• Directions for this task
In the material below, find the line with "of the eyeglasses."; set down that line and every line after it to the end, exactly, without pictures.

Point annotation records
--
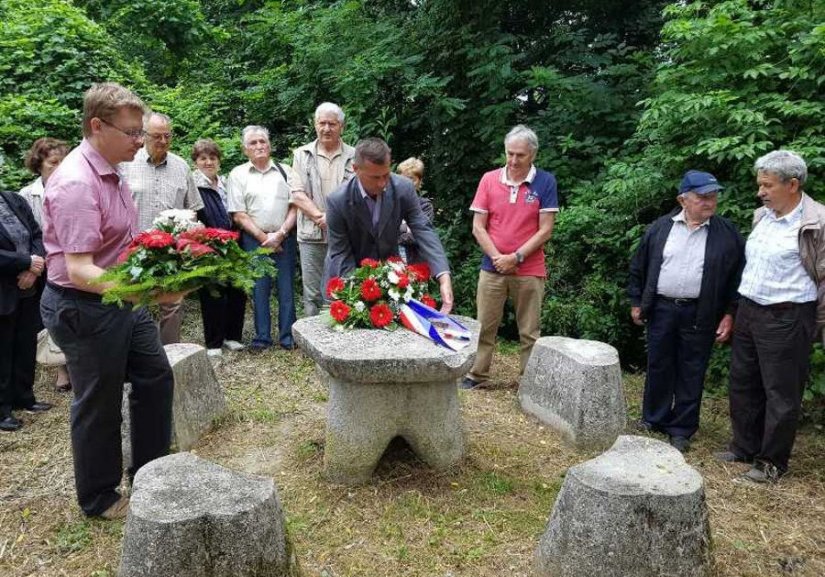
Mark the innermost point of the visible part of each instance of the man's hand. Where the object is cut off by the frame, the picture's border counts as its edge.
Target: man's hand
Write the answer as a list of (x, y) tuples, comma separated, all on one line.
[(274, 240), (321, 220), (505, 263), (445, 287), (724, 329), (636, 315), (26, 279), (38, 264)]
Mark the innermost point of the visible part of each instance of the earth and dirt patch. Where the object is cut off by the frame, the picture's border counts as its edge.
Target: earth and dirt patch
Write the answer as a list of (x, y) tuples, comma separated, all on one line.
[(481, 519)]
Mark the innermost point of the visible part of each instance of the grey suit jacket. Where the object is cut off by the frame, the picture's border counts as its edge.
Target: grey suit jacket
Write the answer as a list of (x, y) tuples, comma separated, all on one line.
[(352, 236)]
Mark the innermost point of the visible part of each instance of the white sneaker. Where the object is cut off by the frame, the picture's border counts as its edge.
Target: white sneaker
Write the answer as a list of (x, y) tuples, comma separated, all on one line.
[(233, 346)]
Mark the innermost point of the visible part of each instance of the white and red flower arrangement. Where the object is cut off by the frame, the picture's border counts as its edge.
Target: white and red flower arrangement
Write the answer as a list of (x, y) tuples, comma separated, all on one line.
[(372, 296), (181, 255)]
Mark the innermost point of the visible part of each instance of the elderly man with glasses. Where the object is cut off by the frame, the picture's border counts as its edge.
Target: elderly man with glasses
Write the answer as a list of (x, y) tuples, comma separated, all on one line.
[(781, 310), (161, 180)]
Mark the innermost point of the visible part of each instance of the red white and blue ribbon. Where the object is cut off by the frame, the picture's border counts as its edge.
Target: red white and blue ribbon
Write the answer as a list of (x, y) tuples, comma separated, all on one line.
[(438, 327)]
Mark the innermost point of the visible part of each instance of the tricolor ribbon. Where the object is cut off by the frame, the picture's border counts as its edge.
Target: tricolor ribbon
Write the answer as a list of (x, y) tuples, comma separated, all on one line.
[(438, 327)]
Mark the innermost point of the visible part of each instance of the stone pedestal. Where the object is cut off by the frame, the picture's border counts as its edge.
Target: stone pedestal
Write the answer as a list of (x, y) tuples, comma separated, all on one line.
[(638, 510), (575, 387), (197, 402), (189, 518), (383, 385)]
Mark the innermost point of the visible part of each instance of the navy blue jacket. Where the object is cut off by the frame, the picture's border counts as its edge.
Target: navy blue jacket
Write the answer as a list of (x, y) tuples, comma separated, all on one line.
[(724, 261)]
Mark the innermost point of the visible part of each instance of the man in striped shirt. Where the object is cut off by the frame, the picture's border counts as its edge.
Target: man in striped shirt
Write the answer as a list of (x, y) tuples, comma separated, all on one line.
[(781, 311)]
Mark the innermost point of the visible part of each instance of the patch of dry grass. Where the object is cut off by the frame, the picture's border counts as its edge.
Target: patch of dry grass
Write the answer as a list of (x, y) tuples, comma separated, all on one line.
[(482, 518)]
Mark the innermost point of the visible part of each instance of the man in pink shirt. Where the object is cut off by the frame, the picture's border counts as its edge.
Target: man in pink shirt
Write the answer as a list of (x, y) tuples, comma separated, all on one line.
[(514, 210), (89, 219)]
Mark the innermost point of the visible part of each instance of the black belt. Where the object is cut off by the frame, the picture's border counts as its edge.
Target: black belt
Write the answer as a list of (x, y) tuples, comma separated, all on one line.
[(74, 293), (677, 302), (784, 306)]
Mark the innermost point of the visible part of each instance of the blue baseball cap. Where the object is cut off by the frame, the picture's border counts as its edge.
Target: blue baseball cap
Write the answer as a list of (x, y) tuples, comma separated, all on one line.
[(699, 182)]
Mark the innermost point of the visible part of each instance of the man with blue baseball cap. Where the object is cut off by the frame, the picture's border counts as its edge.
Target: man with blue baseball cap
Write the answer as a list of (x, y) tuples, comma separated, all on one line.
[(683, 281)]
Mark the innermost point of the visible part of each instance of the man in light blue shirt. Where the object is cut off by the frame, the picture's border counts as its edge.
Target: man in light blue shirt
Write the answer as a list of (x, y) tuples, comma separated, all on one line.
[(779, 316)]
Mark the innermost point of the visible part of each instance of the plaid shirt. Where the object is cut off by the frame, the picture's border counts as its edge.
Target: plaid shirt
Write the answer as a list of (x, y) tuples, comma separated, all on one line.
[(158, 188)]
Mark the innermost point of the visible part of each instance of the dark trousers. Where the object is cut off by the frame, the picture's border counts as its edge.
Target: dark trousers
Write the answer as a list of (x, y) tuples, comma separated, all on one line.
[(768, 370), (677, 358), (18, 344), (223, 315), (106, 346), (286, 263)]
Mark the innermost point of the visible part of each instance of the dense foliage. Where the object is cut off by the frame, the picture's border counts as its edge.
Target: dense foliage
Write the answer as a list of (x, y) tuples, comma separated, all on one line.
[(625, 96)]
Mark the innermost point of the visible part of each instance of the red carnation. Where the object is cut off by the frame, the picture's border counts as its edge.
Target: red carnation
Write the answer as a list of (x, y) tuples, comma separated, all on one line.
[(334, 285), (155, 239), (370, 262), (193, 247), (370, 290), (420, 272), (380, 315), (339, 311)]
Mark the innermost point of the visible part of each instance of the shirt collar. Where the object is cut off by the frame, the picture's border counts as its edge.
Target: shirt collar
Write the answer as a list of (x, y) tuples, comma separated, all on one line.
[(681, 218), (37, 188), (505, 179), (791, 218), (96, 160)]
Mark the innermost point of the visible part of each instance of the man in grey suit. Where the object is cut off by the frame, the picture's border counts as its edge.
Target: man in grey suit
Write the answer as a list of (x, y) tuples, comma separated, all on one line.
[(364, 214)]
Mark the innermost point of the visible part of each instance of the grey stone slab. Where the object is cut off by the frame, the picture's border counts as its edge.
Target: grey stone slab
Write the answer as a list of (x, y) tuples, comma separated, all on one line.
[(638, 510), (575, 387), (383, 385), (192, 518)]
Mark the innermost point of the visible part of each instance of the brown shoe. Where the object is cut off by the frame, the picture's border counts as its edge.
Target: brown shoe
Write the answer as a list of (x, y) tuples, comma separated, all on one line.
[(117, 511)]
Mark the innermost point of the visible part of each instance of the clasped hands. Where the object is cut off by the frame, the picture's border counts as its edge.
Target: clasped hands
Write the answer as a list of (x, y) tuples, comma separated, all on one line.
[(27, 278), (505, 263)]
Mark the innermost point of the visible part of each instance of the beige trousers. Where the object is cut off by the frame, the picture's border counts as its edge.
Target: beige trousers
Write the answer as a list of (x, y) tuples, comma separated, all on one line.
[(526, 293)]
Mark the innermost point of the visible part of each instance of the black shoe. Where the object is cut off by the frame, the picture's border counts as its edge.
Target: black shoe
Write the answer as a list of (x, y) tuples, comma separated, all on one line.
[(9, 424), (762, 473), (468, 384), (681, 444), (38, 407), (731, 457)]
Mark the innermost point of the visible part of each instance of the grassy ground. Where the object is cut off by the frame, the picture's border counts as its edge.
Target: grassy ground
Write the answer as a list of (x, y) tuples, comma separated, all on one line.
[(481, 519)]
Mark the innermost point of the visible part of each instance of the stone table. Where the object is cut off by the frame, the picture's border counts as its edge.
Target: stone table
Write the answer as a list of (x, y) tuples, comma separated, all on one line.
[(382, 385)]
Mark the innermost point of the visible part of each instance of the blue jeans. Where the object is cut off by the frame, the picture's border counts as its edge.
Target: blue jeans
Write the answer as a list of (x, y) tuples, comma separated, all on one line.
[(286, 262)]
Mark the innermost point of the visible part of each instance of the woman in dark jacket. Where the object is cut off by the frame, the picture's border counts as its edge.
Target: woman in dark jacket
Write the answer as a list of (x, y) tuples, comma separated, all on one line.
[(21, 263), (223, 312)]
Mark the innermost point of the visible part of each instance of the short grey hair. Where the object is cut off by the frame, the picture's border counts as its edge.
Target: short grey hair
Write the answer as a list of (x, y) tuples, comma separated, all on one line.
[(253, 129), (522, 132), (785, 164), (330, 107), (147, 118)]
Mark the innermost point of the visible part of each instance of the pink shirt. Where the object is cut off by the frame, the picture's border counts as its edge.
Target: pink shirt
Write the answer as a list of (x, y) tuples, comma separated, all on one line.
[(513, 214), (87, 208)]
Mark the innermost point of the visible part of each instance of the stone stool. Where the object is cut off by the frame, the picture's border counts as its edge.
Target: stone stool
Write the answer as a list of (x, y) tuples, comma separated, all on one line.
[(197, 402), (575, 387), (189, 517), (382, 385), (637, 510)]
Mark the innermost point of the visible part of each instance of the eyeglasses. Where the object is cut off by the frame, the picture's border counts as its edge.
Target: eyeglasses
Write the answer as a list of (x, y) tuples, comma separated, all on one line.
[(159, 136), (135, 134)]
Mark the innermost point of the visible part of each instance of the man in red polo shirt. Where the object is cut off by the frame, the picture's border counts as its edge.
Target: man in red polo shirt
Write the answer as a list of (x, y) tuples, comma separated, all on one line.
[(514, 210)]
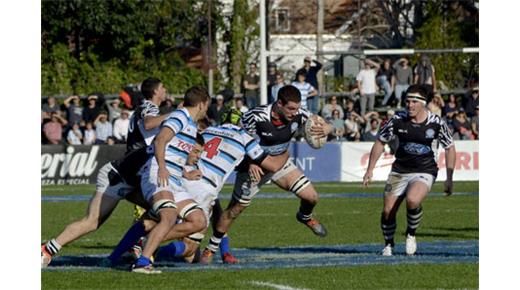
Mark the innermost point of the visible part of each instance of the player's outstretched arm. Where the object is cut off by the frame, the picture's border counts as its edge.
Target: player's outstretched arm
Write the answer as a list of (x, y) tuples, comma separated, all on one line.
[(450, 167), (164, 136), (375, 153)]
--
• Answer for this exercise
Mark the innermost point of the visible part of each instance of the eyeglasses. Where the object is cut off by the frame, the picture's border counts as its edge.
Target: eyeglasses
Write the answer as a list of (x, y) tuples, comma separated, all on one line.
[(159, 136), (135, 134)]
Mark the innermost point of the visible part of each instance of the man in red polo shirt. Where the object is cut off by the frame, the picture's border counts as its edge.
Target: man in red polo shirt
Write the answer as a list of (x, y) tuples, comma separated, all on one line.
[(514, 210)]
Mark the innermost point of the visible part of each instance of the player's outstretched arm. Where the object is cut off by the frame, the picture's border counts as its edge.
Target: player's outstretched arm
Write the answer as a list of (x, y) tuples, comma separated, all on one line.
[(450, 167), (164, 136), (375, 153)]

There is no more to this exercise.